→ What you need to do
[1] In the pediatric dermatology article below, set down everything from "Pediatric dermatologists need" down to "in pediatric dermatology.", word for word.
[2] According to the pediatric dermatology article below, what was the relative humidity range of the incubators in the cited study?

Ambient humidity influenced the rate of skin barrier maturation in extremely preterm infants.
Pediatric dermatologists need to stay abreast and up to date in their field and are usually stretched for time to accomplish this. Regardless, Patricia A. Treadwell, M.D., a dermatologist and professor and assistant dean of pediatrics at Indiana University School of Medicine in Indianapolis, took it upon herself to fine-comb and review the essential developments in pediatric dermatology.
TEWL, ambient humidity
She cites a study where 22 preterm infants with an estimated gestational age (EGA) of 23 weeks to 27 weeks were randomized into two different groups after 1 week of age. Here, the TEWL was measured as an indicator of the skin barrier formation in the infants. The relative humidity of incubators was 50 percent to 75 percent. The study showed that the ambient humidity influenced the rate of skin barrier maturation in extremely preterm infants.

→ Data records
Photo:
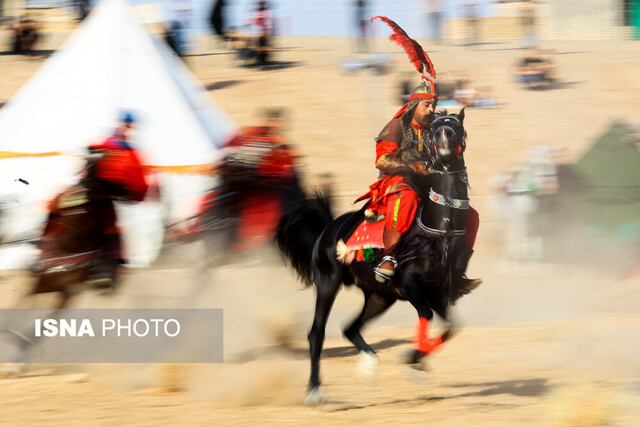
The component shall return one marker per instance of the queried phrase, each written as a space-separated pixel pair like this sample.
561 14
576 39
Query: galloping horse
430 253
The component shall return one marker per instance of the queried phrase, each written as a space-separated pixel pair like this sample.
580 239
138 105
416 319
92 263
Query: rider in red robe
113 172
401 149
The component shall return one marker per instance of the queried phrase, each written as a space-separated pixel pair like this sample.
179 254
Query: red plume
416 54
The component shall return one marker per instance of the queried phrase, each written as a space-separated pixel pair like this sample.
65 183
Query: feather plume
417 55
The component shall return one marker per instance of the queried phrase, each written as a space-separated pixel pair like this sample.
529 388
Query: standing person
217 19
471 18
528 20
361 24
434 20
262 20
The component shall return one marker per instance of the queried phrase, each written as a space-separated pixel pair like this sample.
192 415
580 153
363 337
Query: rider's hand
422 168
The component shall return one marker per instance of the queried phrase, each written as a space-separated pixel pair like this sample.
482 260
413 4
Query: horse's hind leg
327 286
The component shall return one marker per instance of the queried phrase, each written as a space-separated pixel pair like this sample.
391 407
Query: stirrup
382 276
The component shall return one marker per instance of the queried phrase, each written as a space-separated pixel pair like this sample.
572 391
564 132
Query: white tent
108 65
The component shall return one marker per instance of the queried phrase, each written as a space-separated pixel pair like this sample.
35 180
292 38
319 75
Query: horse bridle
432 147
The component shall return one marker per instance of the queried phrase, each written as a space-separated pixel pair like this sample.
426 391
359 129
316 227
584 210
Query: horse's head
447 139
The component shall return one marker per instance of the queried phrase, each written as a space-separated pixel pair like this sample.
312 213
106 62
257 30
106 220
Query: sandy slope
542 344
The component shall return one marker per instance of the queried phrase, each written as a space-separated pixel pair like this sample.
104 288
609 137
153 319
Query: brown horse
78 229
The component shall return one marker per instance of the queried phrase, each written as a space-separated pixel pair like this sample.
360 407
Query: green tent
610 175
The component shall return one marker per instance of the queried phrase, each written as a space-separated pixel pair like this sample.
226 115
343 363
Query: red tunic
120 165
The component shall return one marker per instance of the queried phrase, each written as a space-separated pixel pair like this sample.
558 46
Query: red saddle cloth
367 235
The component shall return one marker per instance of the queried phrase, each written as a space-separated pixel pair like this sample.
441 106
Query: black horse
431 253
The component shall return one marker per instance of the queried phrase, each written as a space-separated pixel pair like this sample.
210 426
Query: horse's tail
298 231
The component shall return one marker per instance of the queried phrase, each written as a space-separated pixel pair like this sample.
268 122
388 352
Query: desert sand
540 344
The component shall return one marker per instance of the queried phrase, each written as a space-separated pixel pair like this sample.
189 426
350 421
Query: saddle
67 242
364 243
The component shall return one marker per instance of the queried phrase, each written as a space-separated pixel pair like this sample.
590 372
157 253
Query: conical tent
108 65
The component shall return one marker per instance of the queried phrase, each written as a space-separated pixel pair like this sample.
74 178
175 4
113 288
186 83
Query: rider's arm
387 147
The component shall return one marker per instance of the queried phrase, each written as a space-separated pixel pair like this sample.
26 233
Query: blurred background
238 108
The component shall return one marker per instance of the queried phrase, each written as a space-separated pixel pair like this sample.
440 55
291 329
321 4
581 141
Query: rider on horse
401 148
113 171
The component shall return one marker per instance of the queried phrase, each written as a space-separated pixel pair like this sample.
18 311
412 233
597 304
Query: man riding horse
401 148
113 172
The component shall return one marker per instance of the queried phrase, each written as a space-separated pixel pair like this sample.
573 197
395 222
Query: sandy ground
540 344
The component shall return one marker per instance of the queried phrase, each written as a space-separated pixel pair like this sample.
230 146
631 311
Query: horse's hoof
368 364
315 397
12 369
412 357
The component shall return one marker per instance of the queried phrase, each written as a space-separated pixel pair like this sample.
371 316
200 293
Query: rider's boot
387 267
102 273
462 281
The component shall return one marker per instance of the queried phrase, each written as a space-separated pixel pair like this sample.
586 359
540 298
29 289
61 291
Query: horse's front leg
327 286
374 305
422 344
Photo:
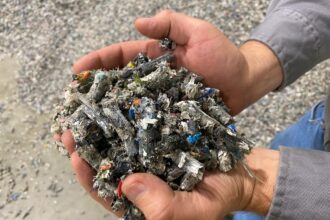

→ Answer set
[1]
Pediatric dermatologists need to stay abreast and up to date in their field and are usually stretched for time to accomplish this. Regardless, Patricia A. Treadwell, M.D., a dermatologist and professor and assistant dean of pediatrics at Indiana University School of Medicine in Indianapolis, took it upon herself to fine-comb and review the essential developments in pediatric dermatology.

[2] 50 percent to 75 percent.